Instructions for the task
Wherever the word "fence" shows up in the data, report the line it sits in.

___ Materials provided ___

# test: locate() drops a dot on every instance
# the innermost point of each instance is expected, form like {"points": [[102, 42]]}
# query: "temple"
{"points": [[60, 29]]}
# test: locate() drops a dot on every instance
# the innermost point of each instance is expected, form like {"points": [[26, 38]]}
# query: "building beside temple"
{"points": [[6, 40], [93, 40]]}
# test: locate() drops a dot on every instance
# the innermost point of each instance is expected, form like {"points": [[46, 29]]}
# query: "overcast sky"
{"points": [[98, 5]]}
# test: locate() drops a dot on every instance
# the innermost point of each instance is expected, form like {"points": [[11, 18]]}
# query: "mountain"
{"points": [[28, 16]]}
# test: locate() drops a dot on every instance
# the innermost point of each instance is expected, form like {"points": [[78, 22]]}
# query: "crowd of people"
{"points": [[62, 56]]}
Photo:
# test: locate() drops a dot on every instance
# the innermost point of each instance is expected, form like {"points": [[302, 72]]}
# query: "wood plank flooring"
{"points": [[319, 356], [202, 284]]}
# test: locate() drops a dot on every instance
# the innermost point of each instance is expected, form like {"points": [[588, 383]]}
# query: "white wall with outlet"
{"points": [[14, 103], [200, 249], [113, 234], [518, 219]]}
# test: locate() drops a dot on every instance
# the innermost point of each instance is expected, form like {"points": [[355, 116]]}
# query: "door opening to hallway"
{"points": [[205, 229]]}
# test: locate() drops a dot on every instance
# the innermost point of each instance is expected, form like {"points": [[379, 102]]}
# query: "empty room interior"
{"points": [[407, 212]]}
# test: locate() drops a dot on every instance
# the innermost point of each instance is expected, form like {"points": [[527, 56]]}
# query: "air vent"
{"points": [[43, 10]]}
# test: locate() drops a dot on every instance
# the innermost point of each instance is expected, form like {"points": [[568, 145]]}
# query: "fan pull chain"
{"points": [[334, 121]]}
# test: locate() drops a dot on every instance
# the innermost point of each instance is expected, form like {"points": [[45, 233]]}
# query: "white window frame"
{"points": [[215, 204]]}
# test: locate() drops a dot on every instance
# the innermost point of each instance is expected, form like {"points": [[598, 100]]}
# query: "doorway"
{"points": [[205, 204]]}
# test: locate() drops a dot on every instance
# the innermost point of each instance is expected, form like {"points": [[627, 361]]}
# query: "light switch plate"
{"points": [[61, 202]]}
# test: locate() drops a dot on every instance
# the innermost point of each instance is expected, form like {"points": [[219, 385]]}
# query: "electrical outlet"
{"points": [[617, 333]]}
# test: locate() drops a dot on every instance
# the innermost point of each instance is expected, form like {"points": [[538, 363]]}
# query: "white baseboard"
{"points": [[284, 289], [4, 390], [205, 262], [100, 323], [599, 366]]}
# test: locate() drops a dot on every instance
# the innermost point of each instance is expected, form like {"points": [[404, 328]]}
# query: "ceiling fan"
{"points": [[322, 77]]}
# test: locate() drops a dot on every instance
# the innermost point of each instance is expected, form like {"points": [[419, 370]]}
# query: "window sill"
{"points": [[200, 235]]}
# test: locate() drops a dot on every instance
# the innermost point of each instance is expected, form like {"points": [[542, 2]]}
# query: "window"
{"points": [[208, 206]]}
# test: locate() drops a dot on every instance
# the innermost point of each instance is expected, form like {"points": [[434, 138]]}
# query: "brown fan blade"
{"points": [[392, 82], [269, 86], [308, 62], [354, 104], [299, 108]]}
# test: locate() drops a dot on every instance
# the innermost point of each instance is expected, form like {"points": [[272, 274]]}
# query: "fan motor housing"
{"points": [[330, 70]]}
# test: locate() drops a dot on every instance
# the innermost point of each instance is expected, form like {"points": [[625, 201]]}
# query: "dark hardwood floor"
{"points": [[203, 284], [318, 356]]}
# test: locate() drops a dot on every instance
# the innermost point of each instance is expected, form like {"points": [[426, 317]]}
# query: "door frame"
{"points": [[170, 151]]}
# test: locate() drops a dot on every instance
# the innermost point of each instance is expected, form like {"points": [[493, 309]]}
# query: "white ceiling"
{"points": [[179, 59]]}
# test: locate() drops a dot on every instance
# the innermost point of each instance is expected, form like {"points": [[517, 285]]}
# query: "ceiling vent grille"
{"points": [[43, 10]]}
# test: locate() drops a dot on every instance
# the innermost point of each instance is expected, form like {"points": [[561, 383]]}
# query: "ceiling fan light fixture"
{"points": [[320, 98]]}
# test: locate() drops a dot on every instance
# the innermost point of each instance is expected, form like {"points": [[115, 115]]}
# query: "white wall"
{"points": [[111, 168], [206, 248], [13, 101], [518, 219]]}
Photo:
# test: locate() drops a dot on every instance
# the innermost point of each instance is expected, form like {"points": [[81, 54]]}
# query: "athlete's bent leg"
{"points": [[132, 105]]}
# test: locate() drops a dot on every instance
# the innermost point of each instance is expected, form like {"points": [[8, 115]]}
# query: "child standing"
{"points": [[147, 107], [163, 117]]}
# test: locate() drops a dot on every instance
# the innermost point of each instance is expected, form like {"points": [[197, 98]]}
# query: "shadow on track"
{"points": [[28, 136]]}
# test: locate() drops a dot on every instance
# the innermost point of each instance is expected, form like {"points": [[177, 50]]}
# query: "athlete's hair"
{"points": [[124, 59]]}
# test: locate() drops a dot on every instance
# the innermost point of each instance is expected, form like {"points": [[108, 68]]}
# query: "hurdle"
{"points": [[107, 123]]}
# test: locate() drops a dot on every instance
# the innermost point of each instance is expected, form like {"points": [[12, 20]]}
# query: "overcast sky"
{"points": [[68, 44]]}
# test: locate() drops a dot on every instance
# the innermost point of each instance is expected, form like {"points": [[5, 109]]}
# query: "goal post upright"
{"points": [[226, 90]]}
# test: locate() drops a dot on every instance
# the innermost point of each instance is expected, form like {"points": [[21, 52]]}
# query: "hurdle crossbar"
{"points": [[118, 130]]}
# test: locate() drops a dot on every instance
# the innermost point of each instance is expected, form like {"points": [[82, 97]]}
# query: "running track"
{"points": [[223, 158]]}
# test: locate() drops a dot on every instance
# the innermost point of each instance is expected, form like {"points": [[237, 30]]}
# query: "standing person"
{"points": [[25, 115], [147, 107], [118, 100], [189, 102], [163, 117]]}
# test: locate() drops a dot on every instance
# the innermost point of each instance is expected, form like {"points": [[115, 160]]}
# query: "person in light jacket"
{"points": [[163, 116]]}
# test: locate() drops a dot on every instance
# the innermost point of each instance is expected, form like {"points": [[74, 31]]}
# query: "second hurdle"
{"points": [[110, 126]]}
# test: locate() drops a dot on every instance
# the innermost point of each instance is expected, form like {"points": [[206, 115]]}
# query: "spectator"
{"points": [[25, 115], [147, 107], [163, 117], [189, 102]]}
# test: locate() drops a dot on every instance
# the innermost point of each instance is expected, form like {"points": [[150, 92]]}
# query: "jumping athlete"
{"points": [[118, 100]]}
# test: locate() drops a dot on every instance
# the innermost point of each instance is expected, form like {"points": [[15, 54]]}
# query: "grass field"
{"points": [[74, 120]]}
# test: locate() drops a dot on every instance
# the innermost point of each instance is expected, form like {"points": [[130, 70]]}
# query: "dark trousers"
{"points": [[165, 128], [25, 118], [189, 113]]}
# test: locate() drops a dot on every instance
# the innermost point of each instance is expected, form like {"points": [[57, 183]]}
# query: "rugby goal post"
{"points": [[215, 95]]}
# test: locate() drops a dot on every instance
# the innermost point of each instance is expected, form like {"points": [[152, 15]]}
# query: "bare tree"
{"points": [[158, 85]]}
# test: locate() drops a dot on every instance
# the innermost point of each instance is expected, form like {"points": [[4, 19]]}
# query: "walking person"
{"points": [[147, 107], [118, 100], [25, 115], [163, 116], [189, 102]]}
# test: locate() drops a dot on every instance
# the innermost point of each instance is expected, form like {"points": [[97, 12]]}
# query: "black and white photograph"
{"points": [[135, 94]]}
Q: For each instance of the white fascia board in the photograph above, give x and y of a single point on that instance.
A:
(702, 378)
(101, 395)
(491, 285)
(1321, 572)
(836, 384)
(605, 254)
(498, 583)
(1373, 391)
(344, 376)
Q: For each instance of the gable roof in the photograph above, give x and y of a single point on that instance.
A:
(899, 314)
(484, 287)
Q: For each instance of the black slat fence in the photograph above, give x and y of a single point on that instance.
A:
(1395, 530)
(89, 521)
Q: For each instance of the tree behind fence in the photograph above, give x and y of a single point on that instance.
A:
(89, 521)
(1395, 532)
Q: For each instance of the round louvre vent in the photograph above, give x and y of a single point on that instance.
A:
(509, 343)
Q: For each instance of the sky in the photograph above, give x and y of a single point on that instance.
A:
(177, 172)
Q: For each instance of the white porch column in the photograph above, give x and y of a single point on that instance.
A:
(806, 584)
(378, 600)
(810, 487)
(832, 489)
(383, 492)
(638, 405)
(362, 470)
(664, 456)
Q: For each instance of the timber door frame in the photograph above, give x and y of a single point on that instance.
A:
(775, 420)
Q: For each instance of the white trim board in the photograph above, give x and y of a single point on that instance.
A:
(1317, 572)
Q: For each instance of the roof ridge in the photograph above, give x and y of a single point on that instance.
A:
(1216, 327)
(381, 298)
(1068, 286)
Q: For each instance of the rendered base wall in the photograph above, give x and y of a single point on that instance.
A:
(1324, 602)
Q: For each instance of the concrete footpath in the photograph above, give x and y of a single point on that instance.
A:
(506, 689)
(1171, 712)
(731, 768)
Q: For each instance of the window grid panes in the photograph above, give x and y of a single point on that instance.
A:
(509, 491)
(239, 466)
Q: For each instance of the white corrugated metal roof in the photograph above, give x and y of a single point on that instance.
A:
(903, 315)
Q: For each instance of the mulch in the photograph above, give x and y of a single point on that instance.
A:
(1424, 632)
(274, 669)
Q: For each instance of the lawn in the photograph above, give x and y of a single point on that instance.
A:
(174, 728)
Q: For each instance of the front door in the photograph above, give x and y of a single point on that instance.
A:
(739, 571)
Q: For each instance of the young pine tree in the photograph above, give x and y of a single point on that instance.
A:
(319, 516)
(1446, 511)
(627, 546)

___

Reply
Q: For each instance of the black slat fence in the photograph above, give x and y of a single point on that instance.
Q: For each instance of the tree behind fence in the photograph above, give x and y of a single point on that instance.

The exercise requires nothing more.